# hole in dust cap



## hearse (Oct 20, 2005)

i was cleaning my truck and my 4 way fell off my folded up 3rd row seat and put a 1inch hole in my dust cap. does anyone know if fi will sell me a new one? the sub is a 18" ssd ? i just emailed them also. <s>if fi wont sell me one where can i get one?</s> would this one work if i cant get a new one from fi? http://www.parts-express.com/pe/showdetl.c...tnumber=260-385








:angry:


----------



## .L1L CR1M1N4L:: (Dec 17, 2005)

:0


----------



## Airborne (Oct 23, 2005)

Make a new one, fuck it.


----------



## Sporty (Jan 26, 2006)

you can go to partsexpress.com and get a generic dustcap and replace the FI one if they wont supply you with one.


----------



## king-david (Aug 24, 2008)

> _Originally posted by hearse_@Jan 12 2009, 12:13 PM~12679993
> *i was cleaning my truck and my 4 way fell off my folded up 3rd row seat and put a 1inch hole in my dust cap. does anyone know if fi will sell me a new one? the sub is a 18" ssd ? i just emailed them also. <s>if fi wont sell me one where can i get one?</s> would this one work if i cant get a new one from fi? http://www.parts-express.com/pe/showdetl.c...tnumber=260-385
> 
> 
> ...


If you're worried about the looks.. order a new one... It wont affect the performance.


----------



## hearse (Oct 20, 2005)

scott got back with me, needed a zip. im waitin on a price. and yes i think it would affect performance, since the sub has a hole in the back of the magnet that goes up to the dust cap


----------



## taylorswanted (Feb 21, 2005)

it wont effect your performance but you can kiss that sub goodbye if you get any crap in there , did you manage to get the peice that broke out the sub ?


----------



## hearse (Oct 20, 2005)

new dust cap is like 10.50 shipped. and no i havent got that piece out yet. when the new cap get hear im gonna break a bigger hole with plyers then get the broke piece out


----------



## 79 cutty (Sep 27, 2005)

> _Originally posted by hearse_@Jan 13 2009, 05:22 AM~12689567
> *new dust cap is like 10.50 shipped. and no i havent got that piece out yet. when the new cap get hear im gonna break a bigger hole with plyers then get the broke piece out
> *


I can honestly say I have never replaced one of these...how hard is it to get the old one off without ruining the cone?


----------



## hearse (Oct 20, 2005)

dunno. im prob just gonna glue the new one right over the old


----------



## Airborne (Oct 23, 2005)

┄┄┄┄┄┄┄┄┄┄

● WHAT THIS EXERCISE ASKS:
1. Please reproduce the passage of the dust cap thread between "it wont effect" and "out the sub ?", inclusive.
2. Translate this sentence from the dust cap thread into Spanish: "you can go to partsexpress.com and get a generic dustcap and replace the FI one if they wont supply you with one."

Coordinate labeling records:
┄┄┄┄┄┄┄┄┄┄

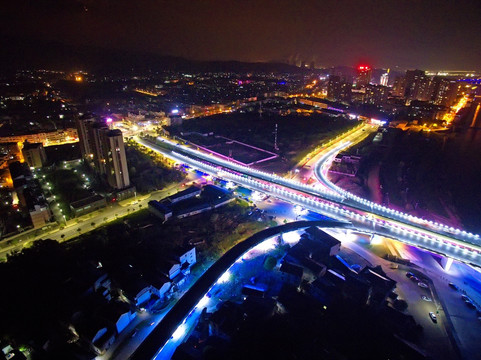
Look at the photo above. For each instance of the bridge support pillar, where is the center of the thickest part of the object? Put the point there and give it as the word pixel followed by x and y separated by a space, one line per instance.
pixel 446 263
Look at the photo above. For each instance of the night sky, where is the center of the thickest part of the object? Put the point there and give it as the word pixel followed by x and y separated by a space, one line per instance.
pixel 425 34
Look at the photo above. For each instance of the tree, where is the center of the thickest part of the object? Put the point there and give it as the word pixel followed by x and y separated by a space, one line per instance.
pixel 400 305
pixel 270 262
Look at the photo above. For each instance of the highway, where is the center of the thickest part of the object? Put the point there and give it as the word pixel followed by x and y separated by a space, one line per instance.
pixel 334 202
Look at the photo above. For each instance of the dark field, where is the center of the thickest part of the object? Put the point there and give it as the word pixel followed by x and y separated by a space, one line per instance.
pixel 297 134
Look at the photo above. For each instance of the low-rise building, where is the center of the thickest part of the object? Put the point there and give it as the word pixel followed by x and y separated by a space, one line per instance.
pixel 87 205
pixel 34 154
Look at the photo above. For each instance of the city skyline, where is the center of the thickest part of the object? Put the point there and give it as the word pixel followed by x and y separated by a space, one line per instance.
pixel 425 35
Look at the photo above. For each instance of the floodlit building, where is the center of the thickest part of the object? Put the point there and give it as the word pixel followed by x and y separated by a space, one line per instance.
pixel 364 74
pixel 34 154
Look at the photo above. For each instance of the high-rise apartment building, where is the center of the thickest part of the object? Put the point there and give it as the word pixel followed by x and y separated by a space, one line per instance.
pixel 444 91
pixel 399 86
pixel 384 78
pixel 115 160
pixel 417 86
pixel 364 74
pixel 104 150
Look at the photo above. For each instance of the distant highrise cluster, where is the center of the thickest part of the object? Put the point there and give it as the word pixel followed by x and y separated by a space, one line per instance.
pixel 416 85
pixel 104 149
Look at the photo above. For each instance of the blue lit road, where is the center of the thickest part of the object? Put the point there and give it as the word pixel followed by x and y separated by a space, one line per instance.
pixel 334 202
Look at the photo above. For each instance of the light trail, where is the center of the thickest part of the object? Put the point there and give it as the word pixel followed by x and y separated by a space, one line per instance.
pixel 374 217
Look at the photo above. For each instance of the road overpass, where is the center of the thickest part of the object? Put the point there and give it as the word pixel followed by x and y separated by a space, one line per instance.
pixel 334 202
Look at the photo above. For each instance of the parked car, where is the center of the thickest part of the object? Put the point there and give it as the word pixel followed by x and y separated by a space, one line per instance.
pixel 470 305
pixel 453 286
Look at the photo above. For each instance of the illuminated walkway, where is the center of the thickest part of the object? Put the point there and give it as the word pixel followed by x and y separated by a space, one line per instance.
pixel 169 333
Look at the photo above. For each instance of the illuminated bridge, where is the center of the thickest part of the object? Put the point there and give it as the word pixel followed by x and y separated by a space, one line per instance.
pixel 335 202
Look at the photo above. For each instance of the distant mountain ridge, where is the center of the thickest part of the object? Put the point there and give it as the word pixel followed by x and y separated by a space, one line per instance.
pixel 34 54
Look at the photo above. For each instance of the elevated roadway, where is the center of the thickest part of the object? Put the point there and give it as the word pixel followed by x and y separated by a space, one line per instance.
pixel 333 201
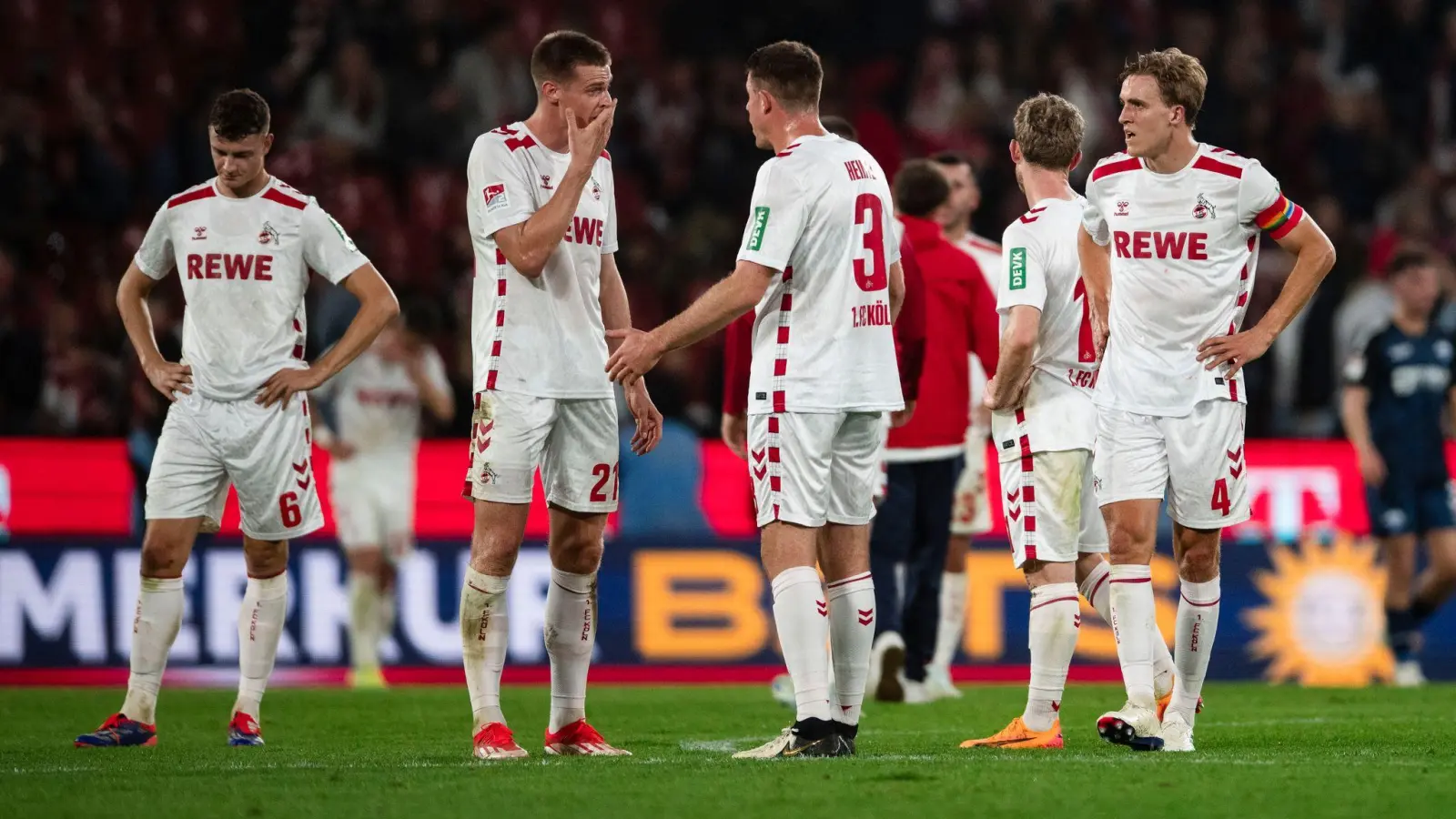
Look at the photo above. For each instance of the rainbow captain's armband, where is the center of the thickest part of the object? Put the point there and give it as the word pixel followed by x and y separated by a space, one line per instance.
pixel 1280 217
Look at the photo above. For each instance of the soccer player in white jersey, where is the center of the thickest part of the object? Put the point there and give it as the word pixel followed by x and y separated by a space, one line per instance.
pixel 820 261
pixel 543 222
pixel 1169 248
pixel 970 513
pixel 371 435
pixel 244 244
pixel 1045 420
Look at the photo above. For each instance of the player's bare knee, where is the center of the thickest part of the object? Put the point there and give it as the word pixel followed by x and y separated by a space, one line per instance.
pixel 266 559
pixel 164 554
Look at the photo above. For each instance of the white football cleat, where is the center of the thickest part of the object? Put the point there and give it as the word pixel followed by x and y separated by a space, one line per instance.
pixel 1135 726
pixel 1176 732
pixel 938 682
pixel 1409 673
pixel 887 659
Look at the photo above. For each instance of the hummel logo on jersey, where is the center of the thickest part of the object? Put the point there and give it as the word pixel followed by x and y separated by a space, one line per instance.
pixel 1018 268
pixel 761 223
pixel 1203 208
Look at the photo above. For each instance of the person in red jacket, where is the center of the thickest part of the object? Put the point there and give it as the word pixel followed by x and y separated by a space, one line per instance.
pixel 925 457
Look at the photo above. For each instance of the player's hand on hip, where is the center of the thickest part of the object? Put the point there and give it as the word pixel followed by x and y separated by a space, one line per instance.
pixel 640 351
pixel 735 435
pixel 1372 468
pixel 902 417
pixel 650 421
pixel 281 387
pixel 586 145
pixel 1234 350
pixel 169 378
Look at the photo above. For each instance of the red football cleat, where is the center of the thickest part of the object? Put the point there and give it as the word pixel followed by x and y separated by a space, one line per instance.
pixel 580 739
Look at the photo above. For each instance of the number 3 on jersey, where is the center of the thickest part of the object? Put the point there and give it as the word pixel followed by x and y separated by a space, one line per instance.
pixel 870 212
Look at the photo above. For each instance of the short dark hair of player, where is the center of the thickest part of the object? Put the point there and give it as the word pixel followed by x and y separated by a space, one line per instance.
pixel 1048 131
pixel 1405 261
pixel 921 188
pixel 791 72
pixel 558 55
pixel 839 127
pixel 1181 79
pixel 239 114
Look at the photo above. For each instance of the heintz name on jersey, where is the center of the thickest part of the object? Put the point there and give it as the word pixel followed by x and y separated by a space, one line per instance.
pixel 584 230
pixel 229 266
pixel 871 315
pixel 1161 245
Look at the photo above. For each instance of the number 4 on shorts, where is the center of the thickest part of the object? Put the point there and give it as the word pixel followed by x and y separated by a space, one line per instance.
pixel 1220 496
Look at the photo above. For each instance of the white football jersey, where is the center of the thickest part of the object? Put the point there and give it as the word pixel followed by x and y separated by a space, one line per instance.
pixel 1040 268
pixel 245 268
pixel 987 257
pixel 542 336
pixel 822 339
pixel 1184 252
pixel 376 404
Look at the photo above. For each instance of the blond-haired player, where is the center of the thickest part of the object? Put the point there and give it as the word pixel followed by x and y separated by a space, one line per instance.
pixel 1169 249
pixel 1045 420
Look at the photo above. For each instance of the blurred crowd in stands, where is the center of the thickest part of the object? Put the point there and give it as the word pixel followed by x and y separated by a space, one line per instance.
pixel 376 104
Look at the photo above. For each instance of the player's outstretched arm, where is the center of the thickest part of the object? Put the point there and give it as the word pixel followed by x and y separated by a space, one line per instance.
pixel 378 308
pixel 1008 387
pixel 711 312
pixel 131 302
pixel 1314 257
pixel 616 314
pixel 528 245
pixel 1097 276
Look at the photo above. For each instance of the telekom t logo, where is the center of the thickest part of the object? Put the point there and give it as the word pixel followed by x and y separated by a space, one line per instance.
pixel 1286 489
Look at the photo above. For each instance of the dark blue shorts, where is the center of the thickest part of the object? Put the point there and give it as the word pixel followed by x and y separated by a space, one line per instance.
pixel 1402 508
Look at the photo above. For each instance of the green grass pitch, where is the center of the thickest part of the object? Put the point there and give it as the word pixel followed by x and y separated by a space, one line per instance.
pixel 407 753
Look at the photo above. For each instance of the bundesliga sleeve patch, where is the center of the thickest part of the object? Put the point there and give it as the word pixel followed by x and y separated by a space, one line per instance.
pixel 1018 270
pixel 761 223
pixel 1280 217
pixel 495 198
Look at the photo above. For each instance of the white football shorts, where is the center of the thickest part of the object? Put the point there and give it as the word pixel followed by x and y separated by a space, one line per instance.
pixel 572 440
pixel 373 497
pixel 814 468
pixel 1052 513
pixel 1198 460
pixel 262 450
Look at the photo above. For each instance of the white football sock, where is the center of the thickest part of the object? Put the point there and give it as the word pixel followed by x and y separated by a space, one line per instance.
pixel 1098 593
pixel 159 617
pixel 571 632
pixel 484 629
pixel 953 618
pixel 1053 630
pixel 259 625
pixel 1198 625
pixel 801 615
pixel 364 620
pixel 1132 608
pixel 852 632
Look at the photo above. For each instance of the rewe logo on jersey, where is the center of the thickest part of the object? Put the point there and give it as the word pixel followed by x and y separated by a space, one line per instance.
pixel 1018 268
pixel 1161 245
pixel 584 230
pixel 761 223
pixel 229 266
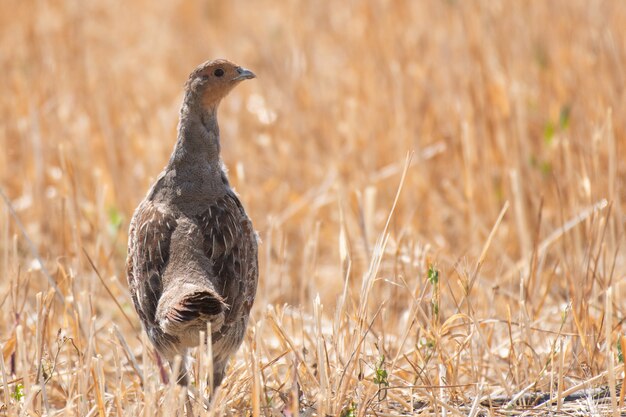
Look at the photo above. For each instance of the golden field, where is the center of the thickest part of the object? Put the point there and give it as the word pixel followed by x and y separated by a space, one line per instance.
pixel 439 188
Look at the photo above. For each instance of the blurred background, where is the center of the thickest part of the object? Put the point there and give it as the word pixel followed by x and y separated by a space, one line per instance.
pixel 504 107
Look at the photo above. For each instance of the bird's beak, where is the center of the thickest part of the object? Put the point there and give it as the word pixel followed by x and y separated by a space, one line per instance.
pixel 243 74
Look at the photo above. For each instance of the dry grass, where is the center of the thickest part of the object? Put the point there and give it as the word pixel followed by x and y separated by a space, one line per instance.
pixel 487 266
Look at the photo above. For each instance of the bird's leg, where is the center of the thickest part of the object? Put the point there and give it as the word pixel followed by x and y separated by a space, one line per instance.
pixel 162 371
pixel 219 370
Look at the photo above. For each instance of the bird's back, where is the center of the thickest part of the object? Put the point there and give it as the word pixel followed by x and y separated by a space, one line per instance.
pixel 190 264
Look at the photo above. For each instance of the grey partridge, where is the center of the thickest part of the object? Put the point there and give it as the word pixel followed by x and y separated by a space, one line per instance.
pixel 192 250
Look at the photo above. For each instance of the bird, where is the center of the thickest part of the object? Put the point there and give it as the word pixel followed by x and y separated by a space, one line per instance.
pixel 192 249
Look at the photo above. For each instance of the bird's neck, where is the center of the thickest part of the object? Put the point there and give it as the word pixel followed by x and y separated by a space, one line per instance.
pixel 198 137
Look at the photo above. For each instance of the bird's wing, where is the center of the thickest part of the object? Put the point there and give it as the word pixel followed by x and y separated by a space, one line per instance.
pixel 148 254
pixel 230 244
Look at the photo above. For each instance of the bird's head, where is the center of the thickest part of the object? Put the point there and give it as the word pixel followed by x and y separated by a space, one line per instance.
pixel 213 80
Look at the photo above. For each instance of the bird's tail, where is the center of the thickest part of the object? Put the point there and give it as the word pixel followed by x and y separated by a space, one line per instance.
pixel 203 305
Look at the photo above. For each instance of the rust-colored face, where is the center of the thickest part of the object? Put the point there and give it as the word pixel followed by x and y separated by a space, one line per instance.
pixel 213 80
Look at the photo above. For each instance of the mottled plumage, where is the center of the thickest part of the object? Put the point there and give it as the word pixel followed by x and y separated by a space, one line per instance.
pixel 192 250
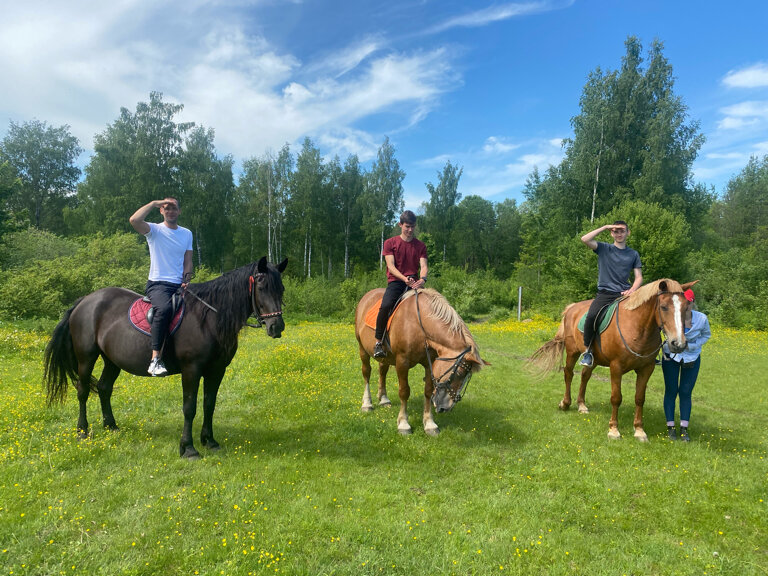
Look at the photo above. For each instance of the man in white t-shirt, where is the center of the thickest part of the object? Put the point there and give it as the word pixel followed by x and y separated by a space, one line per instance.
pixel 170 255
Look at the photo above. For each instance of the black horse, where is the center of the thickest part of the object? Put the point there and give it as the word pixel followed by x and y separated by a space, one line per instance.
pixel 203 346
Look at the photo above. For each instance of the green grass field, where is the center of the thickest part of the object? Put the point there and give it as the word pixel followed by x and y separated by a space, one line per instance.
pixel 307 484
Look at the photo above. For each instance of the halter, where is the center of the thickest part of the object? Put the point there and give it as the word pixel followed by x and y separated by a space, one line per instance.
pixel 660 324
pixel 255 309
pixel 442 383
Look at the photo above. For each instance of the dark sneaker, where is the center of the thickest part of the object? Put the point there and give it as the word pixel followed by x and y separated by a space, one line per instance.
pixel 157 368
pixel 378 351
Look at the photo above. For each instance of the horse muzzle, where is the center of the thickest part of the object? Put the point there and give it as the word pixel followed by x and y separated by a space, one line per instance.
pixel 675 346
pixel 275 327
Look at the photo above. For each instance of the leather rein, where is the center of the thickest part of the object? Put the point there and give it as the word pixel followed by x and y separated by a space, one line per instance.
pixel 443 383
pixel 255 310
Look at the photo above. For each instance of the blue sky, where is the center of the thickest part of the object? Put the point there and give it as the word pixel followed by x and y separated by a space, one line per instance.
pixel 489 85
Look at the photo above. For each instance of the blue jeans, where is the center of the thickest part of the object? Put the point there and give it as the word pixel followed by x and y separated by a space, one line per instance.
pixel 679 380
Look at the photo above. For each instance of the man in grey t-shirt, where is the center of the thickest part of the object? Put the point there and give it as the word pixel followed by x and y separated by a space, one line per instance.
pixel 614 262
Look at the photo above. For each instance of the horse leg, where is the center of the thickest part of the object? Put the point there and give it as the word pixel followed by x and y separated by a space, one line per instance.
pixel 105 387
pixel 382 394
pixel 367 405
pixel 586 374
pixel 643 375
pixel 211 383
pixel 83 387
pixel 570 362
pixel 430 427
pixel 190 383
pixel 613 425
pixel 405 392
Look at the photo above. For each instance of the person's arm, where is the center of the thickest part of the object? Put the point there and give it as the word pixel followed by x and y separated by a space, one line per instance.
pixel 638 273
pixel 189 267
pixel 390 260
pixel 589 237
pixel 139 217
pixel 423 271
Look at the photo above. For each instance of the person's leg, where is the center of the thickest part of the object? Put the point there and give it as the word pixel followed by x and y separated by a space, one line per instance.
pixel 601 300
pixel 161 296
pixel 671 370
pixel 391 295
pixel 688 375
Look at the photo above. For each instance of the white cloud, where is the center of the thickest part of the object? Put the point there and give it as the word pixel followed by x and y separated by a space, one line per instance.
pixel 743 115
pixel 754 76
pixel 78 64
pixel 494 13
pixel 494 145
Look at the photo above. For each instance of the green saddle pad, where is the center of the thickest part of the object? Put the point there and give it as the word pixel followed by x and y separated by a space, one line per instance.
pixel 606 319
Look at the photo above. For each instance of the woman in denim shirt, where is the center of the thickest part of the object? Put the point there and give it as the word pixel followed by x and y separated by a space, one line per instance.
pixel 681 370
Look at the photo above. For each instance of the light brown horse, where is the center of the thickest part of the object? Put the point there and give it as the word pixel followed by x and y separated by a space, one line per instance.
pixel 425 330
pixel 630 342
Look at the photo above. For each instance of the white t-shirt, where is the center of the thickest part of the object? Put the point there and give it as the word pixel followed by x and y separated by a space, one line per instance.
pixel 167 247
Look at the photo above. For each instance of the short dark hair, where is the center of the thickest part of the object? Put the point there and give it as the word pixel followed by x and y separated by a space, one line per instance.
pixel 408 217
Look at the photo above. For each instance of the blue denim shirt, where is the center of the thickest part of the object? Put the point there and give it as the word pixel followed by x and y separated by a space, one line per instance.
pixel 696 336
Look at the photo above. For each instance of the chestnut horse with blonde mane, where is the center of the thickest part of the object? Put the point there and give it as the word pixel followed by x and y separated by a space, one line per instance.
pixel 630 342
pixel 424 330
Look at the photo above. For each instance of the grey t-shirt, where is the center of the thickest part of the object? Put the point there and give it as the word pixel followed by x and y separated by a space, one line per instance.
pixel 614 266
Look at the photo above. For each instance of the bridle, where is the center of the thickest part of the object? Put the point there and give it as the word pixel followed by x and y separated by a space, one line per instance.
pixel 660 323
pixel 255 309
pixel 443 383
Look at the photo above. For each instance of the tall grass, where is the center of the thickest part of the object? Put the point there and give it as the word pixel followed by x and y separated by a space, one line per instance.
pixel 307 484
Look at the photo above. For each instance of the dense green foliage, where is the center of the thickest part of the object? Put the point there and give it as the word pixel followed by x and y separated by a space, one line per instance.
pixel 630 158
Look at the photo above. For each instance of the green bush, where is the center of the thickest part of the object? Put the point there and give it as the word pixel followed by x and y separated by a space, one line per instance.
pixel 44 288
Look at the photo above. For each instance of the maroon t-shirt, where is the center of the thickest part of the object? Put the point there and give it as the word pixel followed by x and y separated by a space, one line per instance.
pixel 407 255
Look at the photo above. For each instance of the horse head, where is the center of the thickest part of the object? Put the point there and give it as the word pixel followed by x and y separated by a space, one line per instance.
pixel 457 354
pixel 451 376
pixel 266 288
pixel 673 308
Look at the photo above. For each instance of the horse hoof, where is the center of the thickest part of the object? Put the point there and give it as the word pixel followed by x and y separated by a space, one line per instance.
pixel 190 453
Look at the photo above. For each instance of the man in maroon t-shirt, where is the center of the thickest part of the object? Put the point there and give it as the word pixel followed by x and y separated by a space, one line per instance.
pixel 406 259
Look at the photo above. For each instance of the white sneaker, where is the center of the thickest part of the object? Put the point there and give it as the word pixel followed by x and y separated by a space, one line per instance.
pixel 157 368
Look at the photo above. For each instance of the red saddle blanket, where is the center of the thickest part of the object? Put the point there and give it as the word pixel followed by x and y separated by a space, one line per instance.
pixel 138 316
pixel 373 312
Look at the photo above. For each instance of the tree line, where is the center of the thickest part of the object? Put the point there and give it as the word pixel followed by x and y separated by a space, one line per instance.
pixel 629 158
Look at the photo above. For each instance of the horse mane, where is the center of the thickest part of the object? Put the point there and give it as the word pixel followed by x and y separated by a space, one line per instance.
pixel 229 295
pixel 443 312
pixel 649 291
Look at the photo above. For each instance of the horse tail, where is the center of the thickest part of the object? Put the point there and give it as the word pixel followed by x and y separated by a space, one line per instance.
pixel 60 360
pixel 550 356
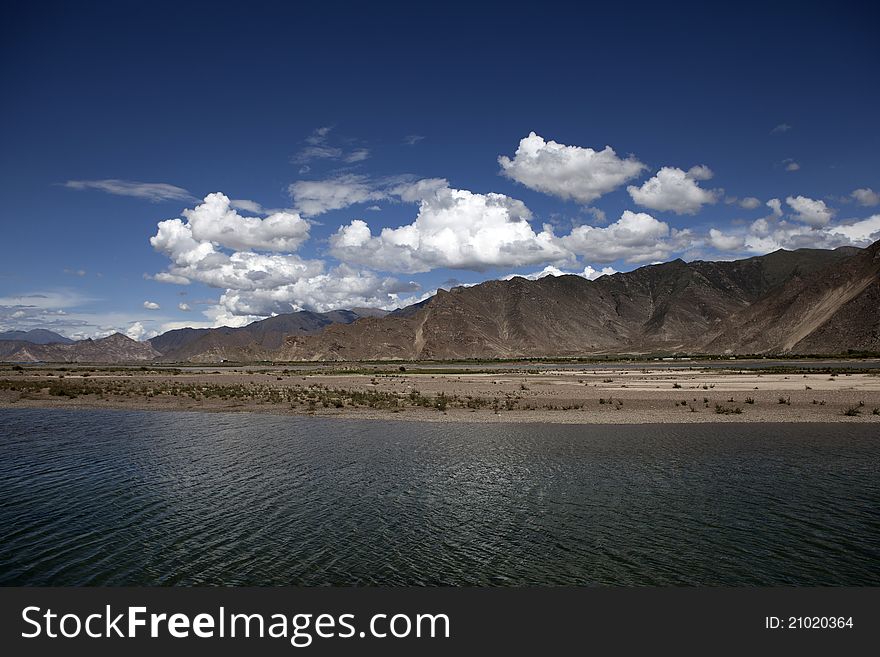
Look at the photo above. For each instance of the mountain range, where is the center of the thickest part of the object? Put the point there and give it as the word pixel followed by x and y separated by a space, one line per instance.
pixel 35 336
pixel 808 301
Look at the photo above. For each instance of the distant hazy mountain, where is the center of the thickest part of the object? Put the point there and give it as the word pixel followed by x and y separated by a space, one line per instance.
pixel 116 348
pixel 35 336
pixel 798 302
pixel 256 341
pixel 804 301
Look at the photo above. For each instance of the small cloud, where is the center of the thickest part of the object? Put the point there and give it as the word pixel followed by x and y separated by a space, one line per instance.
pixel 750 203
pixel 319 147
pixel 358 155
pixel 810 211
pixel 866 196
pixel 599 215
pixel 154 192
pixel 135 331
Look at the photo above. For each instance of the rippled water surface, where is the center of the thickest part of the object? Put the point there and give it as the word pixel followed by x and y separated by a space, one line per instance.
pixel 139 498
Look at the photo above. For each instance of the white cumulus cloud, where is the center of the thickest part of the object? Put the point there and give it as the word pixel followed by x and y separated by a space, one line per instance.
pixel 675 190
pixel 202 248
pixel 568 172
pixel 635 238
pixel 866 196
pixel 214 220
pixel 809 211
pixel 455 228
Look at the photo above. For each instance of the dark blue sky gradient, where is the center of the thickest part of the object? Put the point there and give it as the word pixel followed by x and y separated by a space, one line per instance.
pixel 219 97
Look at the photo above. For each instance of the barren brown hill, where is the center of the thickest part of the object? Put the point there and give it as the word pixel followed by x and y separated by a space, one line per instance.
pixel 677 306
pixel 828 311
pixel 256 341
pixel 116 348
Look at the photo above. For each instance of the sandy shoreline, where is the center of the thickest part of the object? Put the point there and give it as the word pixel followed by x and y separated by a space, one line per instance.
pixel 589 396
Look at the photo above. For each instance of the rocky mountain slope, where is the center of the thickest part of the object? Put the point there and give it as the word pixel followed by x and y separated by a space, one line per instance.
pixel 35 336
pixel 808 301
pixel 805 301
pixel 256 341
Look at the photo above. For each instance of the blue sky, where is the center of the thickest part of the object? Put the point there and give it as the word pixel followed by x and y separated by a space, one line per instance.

┄┄┄┄┄┄┄┄┄┄

● WRITTEN ANSWERS:
1.
it wont effect your performance but you can kiss that sub goodbye if you get any crap in there , did you manage to get the peice that broke out the sub ?

2. Puedes ir a partsexpress.com y conseguir una tapa guardapolvo genérica y reemplazar la de FI si ellos no te suministran una.